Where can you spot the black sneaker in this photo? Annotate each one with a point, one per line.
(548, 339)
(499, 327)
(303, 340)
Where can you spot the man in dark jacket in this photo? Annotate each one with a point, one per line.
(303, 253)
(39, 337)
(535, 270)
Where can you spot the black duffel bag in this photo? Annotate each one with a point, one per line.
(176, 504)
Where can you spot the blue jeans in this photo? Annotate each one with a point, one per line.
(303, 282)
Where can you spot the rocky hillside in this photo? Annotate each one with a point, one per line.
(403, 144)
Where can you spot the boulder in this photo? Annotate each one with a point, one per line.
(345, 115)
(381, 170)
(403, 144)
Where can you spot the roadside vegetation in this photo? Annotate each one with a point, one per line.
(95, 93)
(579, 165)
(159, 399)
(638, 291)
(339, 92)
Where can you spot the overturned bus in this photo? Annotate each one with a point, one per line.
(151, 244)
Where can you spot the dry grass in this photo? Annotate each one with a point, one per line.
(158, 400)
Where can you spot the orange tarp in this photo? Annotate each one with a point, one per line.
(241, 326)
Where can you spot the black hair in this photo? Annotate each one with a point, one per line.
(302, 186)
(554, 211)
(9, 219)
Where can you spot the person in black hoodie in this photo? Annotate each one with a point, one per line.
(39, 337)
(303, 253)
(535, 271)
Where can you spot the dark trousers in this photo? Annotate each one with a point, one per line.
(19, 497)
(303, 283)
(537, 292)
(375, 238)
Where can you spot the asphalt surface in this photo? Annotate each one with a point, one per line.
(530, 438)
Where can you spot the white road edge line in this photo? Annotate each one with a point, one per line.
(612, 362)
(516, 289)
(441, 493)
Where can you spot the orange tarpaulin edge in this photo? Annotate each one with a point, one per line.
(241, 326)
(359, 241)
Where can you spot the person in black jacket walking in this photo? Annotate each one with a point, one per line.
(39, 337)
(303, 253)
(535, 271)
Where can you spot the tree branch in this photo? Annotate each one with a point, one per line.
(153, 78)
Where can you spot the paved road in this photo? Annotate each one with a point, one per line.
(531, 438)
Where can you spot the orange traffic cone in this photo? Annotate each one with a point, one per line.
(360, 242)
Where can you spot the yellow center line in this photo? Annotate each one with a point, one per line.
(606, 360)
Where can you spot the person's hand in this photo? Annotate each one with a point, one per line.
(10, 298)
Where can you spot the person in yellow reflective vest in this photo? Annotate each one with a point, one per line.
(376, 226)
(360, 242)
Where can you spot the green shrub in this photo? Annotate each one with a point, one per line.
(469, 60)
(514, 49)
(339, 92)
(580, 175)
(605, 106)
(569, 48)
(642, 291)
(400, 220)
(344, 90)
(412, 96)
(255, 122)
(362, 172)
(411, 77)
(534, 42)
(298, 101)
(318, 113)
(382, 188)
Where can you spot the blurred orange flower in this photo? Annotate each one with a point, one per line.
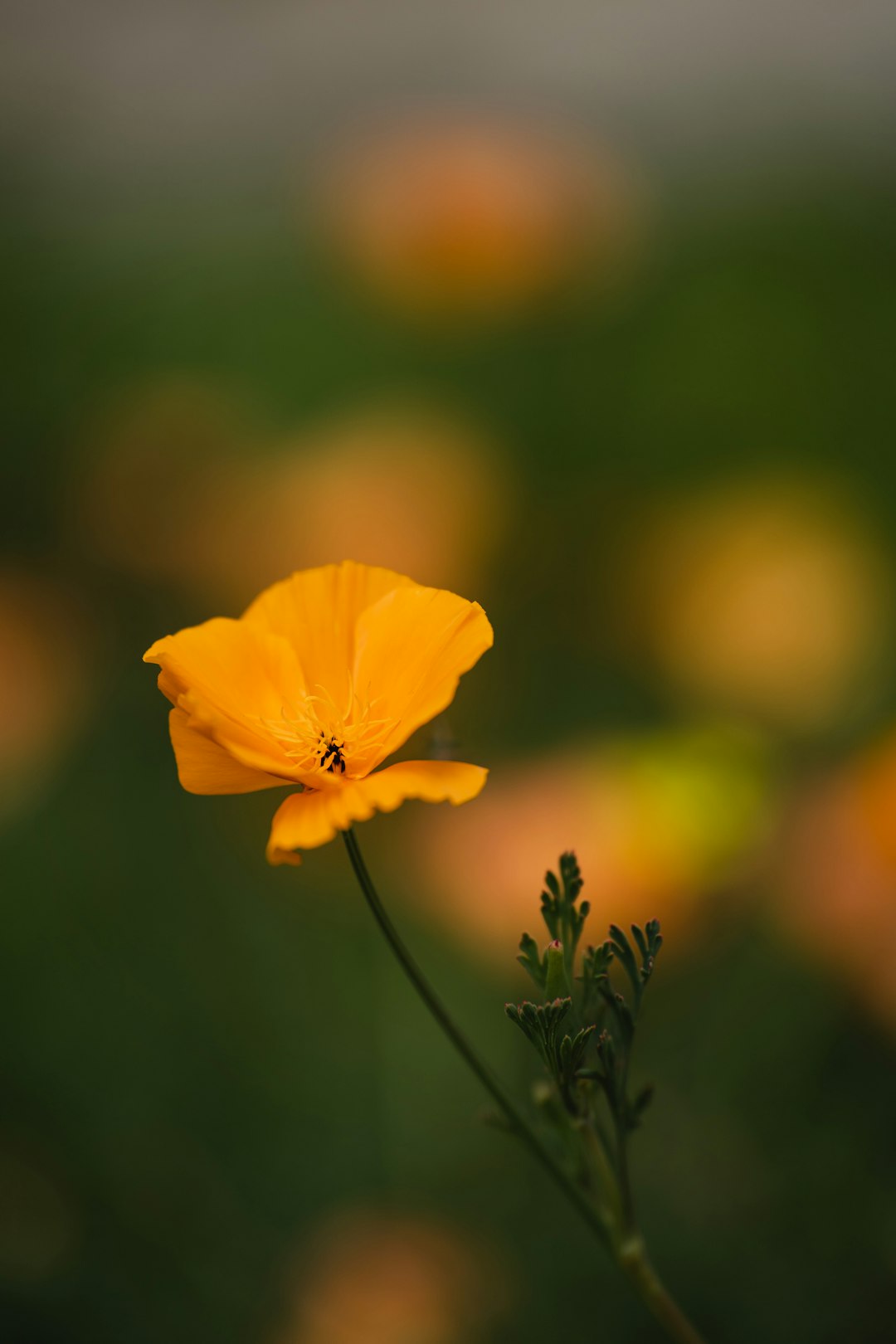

+ + +

▶ _What you have to do_:
All of the material above is to be copied exactly, except for its images.

▶ _Full response_:
Where can you spot the black sneaker in this photo? Annotate each one with a point, one per line.
(548, 339)
(499, 327)
(303, 340)
Where can you spot the man in dark jacket in this photo? Annotate each one with a point, one per line.
(303, 253)
(39, 337)
(535, 270)
Where can you spot the black duffel bag in this photo? Annotate each one with a point, one per line.
(176, 504)
Where can you spot the blue jeans in this photo? Annotate each one with a point, one per line.
(303, 282)
Where can you spot the rocky hillside in this photo? Annotate each one with a point, one per line.
(403, 144)
Where can you spot the boulder in this photo? Annotate each one with a point, one per line.
(345, 115)
(381, 170)
(403, 144)
Where can you spot the roadside vegetation in this photo? Annotate each one with a point, one per line.
(95, 93)
(579, 165)
(159, 399)
(638, 291)
(339, 92)
Where can you spot the overturned bus in this photo? Annotate each one with a point, one per line.
(151, 244)
Where can you spot the dry grass in this photo? Annotate each one with a point, one per line.
(158, 400)
Where can you spot the orange tarp in this photo? Annotate each one with a point, one per line.
(241, 326)
Where can you spot the black hair in this photo? Annotate each one with a point, one per line.
(302, 186)
(554, 211)
(9, 219)
Where can you spot the person in black hoodie in this photo? Annotate each one with a point, one per line.
(39, 337)
(303, 253)
(535, 271)
Where can you spot the dark trousers in this photo? Annotate each one with a point, one per line.
(19, 497)
(303, 283)
(537, 292)
(375, 238)
Where can you spot the asphalt surface in this photo? Annotate each one with a point, one per line.
(530, 438)
Where can you spot the white road edge line in this photo? Annotate each one with a point, one per line.
(612, 362)
(516, 289)
(441, 493)
Where can you spot the orange tarpaulin edge in this photo? Annotate each one with a point, one per line.
(241, 326)
(359, 241)
Where can you spot the person in black jacket walking in this photo? Annotate each one with a point, one per line.
(39, 337)
(303, 253)
(535, 271)
Where can you spot the tree branch in this photo? Annotate each one with a point, one per line.
(153, 78)
Where can you spot the paved road in this photo? Annotate each one with a point, one per line.
(531, 438)
Where can you spot the orange traffic cone in this photo? Annotate each one with a point, one per line.
(360, 242)
Where can you spot the yellow center line in this photo? Annotate each one with a point, one per line.
(606, 360)
Where can you spot the person's hand in this photo? Annotate each one with a point, one per line.
(10, 298)
Where can you spot the person in yellow reflective vest in this photo? Annotate each one with a point, one per line.
(376, 226)
(360, 242)
Where can you spot the green shrub in this photo? Annotate each one with a point, one per line.
(469, 60)
(514, 49)
(339, 92)
(580, 175)
(605, 106)
(569, 48)
(642, 291)
(400, 220)
(344, 90)
(412, 96)
(255, 122)
(362, 172)
(411, 77)
(534, 42)
(298, 101)
(318, 113)
(382, 188)
Where can you spot the blurred orange flower in this photo? Annotate each one with a point, one per line.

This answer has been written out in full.